## Given passage
▶

This blog sources from the article I Work at Rikers Island and Have Urgent Questions About My Health, written by DrewBreez, in Medium, 3/25/2020. 

There’s an eye-opening interview piece in Medium about a Rikers Island cook. He’s still going to work every day because he’s “essential personnel.” His commute is about two hours each way on public transportation, and the whole thing feels a little bit like the miners that had to dig down to the reactor at Chernobyl. As I complain about how bored I am, and how I’m losing shoulder mass without a proper weight rack, and how fed up I am with my parents after only two days, it’s a humbling reality check to remember that a lot of people are still going to work every day in the heart of the storm.

There are currently 52 confirmed cases among the inmates at Rikers, but everyone knows that means the number is probably a lot higher. This cook serves food for, and interacts with, these inmates every single day. He’s not behind some bulletproof, sneeze-proof plexiglass dishing out mashed potatoes either:

Inmates do the cleaning. They clean up the floor where we are. Sometimes, they get pans for us. They clean the tables. They ask us for sugar packets, milk, and fruit. You’re interacting with them.

The likelihood of these correctional facility employees getting infected seems pretty high. And there doesn’t seem to be a clear system in place for if that happens:

The first rumor I’ve heard about this is that if it comes to a point where more inmates get sick (or staff members get sick), they’re going to open the closed facilities and place some of the inmates there, or they’re going to shut the whole island down. People would be quarantined on the island. That rumor was in the air.

◀

Entries from a data collection
▶

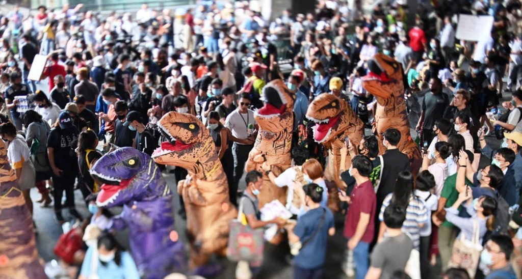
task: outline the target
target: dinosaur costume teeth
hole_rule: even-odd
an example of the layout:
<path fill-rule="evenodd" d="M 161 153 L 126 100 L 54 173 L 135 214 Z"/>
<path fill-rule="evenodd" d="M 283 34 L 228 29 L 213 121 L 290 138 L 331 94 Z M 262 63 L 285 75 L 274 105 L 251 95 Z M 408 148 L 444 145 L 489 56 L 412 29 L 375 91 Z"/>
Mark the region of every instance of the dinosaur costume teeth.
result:
<path fill-rule="evenodd" d="M 47 278 L 38 259 L 32 218 L 0 141 L 0 278 Z"/>
<path fill-rule="evenodd" d="M 293 104 L 295 94 L 288 90 L 280 80 L 268 83 L 262 91 L 263 107 L 254 117 L 259 126 L 257 138 L 245 164 L 247 172 L 254 169 L 264 173 L 263 163 L 266 161 L 271 171 L 278 176 L 290 167 L 290 148 L 293 129 Z M 263 186 L 257 197 L 259 208 L 274 200 L 286 203 L 287 188 L 277 187 L 263 175 Z"/>
<path fill-rule="evenodd" d="M 404 99 L 405 76 L 400 63 L 392 57 L 377 54 L 368 60 L 370 73 L 362 78 L 362 85 L 377 99 L 375 127 L 382 154 L 386 150 L 383 145 L 384 131 L 388 128 L 398 130 L 402 137 L 397 145 L 399 150 L 410 158 L 414 175 L 422 163 L 419 147 L 411 139 L 409 122 Z"/>
<path fill-rule="evenodd" d="M 354 146 L 359 146 L 364 134 L 364 124 L 344 100 L 328 93 L 321 94 L 314 99 L 308 107 L 306 118 L 315 124 L 312 127 L 314 139 L 328 152 L 325 169 L 329 193 L 328 205 L 337 211 L 340 202 L 337 188 L 343 187 L 339 174 L 341 148 L 347 137 Z M 346 165 L 350 165 L 350 162 L 351 158 L 347 156 Z"/>
<path fill-rule="evenodd" d="M 230 203 L 227 177 L 203 123 L 193 115 L 171 112 L 158 125 L 169 139 L 152 158 L 188 172 L 186 179 L 178 181 L 177 191 L 185 201 L 191 239 L 189 266 L 200 267 L 212 253 L 226 254 L 229 222 L 238 212 Z"/>
<path fill-rule="evenodd" d="M 124 147 L 106 154 L 91 175 L 102 184 L 98 206 L 123 206 L 111 228 L 129 228 L 130 252 L 143 277 L 162 278 L 186 266 L 183 244 L 174 231 L 172 195 L 148 155 Z"/>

◀

## Task description
Write the next part of the blog post about the Rikers Island cook, picking up after its final sentence.

## Reply
Can you imagine going to work every day at a prison, believing that if you were to come down with the virus, you might be forced to quarantine AT THE PRISON? And yet you continue to go to work every day? That’s straight up heroic, I don’t care how you slice it.

Even if we get stuck on the island, remember that we’ve got family at home. If we get stuck, where are we gonna sleep? They only have places where outsiders can come look for inmates during visits. Are we going to set up chairs people can sleep on? Or cardboard? I’ve seen it happen before: During a snowstorm, people set cardboard in the locker room.

Sleeping on cardboard in the locker room. My girlfriend and I are splitting a queen right now because we’re sleeping in my childhood bedroom, and I was so tired of the downgrade from our king bed that I threw a single mattress on the ground next to the bed and slept on that last night. As I closed my eyes, I thought Lord, let this end swiftly.

But it could be a lot worse. Thanks to all the essential personnel who to continue to soldier forth in the face of all this. I really hope we recognize these people.